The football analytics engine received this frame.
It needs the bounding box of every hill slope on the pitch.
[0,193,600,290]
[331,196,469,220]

* * *

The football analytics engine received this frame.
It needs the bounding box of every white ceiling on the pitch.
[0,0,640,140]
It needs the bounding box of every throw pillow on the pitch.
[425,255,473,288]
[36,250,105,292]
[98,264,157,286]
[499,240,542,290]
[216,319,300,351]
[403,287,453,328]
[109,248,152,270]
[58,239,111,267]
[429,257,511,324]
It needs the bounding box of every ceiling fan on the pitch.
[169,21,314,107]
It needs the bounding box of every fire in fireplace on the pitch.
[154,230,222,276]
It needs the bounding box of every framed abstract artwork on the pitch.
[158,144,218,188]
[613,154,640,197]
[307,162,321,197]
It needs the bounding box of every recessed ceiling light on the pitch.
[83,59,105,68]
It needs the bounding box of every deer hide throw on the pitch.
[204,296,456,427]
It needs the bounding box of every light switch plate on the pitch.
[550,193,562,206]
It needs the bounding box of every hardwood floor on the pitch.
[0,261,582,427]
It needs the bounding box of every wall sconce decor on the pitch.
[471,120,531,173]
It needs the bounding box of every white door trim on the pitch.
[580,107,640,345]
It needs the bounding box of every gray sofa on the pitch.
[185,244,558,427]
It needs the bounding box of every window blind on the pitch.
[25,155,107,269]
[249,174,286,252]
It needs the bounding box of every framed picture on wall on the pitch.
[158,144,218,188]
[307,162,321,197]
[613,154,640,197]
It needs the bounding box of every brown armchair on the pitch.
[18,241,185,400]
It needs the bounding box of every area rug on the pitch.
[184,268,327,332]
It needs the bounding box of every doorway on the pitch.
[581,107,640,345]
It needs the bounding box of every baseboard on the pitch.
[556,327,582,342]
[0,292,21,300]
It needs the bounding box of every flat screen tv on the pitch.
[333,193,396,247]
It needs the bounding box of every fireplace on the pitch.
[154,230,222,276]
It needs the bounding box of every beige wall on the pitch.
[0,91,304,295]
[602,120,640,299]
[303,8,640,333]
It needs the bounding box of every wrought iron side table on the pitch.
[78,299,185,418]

==

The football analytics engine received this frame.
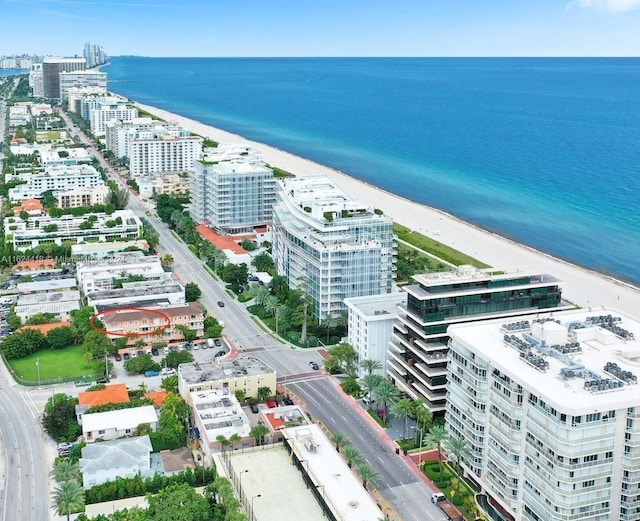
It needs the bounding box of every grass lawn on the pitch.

▶ WORK REQUIRED:
Please count the rows above that contain the word "white" and reply with only that number.

▶ RESULT OF THE EXERCISE:
2